TASKS TO PERFORM:
1. Using the article on Mars's pet-care venture fund, list every area in which Jacobs expects Mars to help start-ups.
2. Carry on the article on Mars's pet-care venture fund from its final sentence.

SOURCE EXTRACT:
- Mars, the world's largest manufacturer of pet foods, is starting a venture fund to back pet-tech, products and services.
- The new Companion Fund will be led by Whistle CEO and co-founder Ben Jacobs, who sold Whistle to Mars in 2016.
Mars, the candy and pet food maker, is pouring $100 million into a new venture fund that will back pet care products, tech and services exclusively.
Jacobs joined Mars in 2016 when its petcare division acquired Whistle in a $117 million deal. Whistle makes GPS-based location and activity trackers for pets. Mars has made Whistle, often called a "Fitbit for pets," into a category leader.
However, Mars' petcare division is still better-known for (and sells more of) its pet foods, including Pedigree and Whiskas. Mars is also one of the largest employers of veterinarians via its Banfield Pet Hospitals and other animal health businesses.
Jacobs told CNBC that the fund will invest in a range of categories, not just pet tech start-ups. He expects Mars will be able to lend start-ups help with product development, marketing, manufacturing, distribution and science. "We want to be the go-to partner for any promising new venture in petcare, whether that's health, nutrition or anything else," he said.
Jacobs added, "Pets are part of your family now. They're on your bed, not just in the yard. So we're interested in companies that remove pain points for pet owners, and help them keep their pets healthy. We're asking: how do you remove barriers for dog walking, dog sitting and veterinary care? How do you diagnose a patient that has no voice, and find health issues before your pet experiences pain?"

INFORMATION:
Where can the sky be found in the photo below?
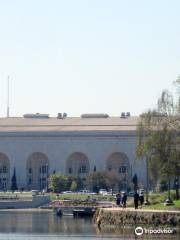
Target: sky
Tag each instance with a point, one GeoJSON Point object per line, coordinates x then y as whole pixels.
{"type": "Point", "coordinates": [96, 56]}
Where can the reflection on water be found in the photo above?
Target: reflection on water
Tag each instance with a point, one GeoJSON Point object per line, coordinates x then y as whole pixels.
{"type": "Point", "coordinates": [46, 225]}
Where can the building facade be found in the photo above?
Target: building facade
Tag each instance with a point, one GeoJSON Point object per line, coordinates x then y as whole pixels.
{"type": "Point", "coordinates": [37, 146]}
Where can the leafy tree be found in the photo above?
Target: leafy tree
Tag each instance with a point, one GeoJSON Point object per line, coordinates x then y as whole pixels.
{"type": "Point", "coordinates": [13, 181]}
{"type": "Point", "coordinates": [135, 182]}
{"type": "Point", "coordinates": [158, 140]}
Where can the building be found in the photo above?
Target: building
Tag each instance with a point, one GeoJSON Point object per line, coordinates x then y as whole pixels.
{"type": "Point", "coordinates": [37, 145]}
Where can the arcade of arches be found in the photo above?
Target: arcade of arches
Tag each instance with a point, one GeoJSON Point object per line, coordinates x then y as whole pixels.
{"type": "Point", "coordinates": [119, 163]}
{"type": "Point", "coordinates": [77, 164]}
{"type": "Point", "coordinates": [37, 171]}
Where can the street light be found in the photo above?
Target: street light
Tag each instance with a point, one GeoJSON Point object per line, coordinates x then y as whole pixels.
{"type": "Point", "coordinates": [46, 177]}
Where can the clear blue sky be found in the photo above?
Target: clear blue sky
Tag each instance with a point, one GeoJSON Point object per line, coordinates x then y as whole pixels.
{"type": "Point", "coordinates": [80, 56]}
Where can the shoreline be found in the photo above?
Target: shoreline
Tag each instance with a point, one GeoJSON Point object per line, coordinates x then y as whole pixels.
{"type": "Point", "coordinates": [25, 210]}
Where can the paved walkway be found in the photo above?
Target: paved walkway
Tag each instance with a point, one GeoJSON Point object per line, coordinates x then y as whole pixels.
{"type": "Point", "coordinates": [140, 210]}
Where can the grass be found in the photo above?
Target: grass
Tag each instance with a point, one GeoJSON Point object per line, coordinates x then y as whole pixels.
{"type": "Point", "coordinates": [76, 196]}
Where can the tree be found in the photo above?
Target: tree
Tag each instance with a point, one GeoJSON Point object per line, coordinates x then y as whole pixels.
{"type": "Point", "coordinates": [13, 181]}
{"type": "Point", "coordinates": [158, 140]}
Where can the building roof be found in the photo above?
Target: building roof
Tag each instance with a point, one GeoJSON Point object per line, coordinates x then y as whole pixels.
{"type": "Point", "coordinates": [52, 124]}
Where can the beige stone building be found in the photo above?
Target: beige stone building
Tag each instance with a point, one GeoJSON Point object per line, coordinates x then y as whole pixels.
{"type": "Point", "coordinates": [37, 145]}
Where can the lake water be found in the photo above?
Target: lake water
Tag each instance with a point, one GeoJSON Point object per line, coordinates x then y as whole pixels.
{"type": "Point", "coordinates": [29, 225]}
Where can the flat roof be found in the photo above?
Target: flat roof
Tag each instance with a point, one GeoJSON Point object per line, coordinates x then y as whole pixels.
{"type": "Point", "coordinates": [20, 124]}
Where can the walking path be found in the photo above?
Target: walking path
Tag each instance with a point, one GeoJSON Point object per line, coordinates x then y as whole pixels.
{"type": "Point", "coordinates": [141, 210]}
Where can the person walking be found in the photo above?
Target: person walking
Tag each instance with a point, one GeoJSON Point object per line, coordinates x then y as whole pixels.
{"type": "Point", "coordinates": [124, 199]}
{"type": "Point", "coordinates": [141, 199]}
{"type": "Point", "coordinates": [136, 200]}
{"type": "Point", "coordinates": [118, 199]}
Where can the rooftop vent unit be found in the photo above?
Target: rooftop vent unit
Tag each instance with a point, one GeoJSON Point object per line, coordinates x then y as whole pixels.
{"type": "Point", "coordinates": [123, 115]}
{"type": "Point", "coordinates": [64, 115]}
{"type": "Point", "coordinates": [60, 116]}
{"type": "Point", "coordinates": [36, 115]}
{"type": "Point", "coordinates": [94, 115]}
{"type": "Point", "coordinates": [128, 114]}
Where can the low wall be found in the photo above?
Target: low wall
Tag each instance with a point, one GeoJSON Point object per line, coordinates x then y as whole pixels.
{"type": "Point", "coordinates": [36, 202]}
{"type": "Point", "coordinates": [119, 217]}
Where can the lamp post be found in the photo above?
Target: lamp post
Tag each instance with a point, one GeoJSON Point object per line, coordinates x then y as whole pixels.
{"type": "Point", "coordinates": [46, 177]}
{"type": "Point", "coordinates": [146, 202]}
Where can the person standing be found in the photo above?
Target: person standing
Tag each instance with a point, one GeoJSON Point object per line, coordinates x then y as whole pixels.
{"type": "Point", "coordinates": [136, 200]}
{"type": "Point", "coordinates": [124, 199]}
{"type": "Point", "coordinates": [118, 199]}
{"type": "Point", "coordinates": [141, 199]}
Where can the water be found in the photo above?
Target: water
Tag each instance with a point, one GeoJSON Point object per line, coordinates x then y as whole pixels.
{"type": "Point", "coordinates": [19, 225]}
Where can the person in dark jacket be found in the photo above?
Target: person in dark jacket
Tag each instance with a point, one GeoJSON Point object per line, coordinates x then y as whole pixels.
{"type": "Point", "coordinates": [118, 199]}
{"type": "Point", "coordinates": [141, 199]}
{"type": "Point", "coordinates": [124, 199]}
{"type": "Point", "coordinates": [136, 200]}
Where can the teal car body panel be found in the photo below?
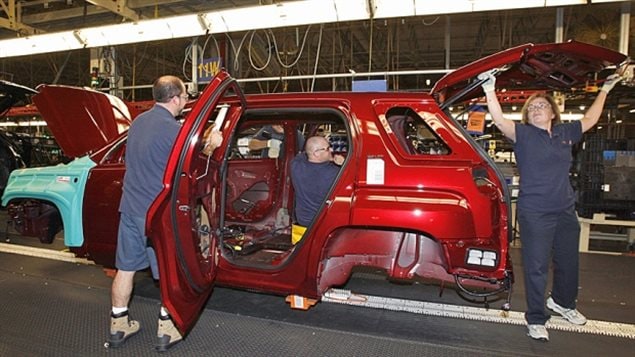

ANSWERS BY TASK:
1.
- Product development
- Marketing
- Manufacturing
- Distribution
- Science

2.
Pet owners in the U.S. spent $69.4 billion keeping their companions fed, healthy and happy last year, according to estimates from the American Pet Products Association. Within pet food, spending on premium and niche food products is expected to rise in 2018, along with sales via e-commerce sites and apps, Jacobs said.
The new Companion Fund is structured as a standalone firm with Mars as its sole limited partner. It will take minority stakes in early-stage companies, typically investing as part of a $2 million to $5 million dollar seed or series A round, according to Mars Petcare Connected Solutions president, Leonid Sudakov.
Mars formed its fund after a number of blockbuster deals in the petcare category, including an $8 billion acquisition of natural pet food makers Blue Buffalo by General Mills, and a $300 million SoftBank Vision Fund investment in Wag -- an Uber-esque app that lets owners book dog walkers and get detailed reports on their walks.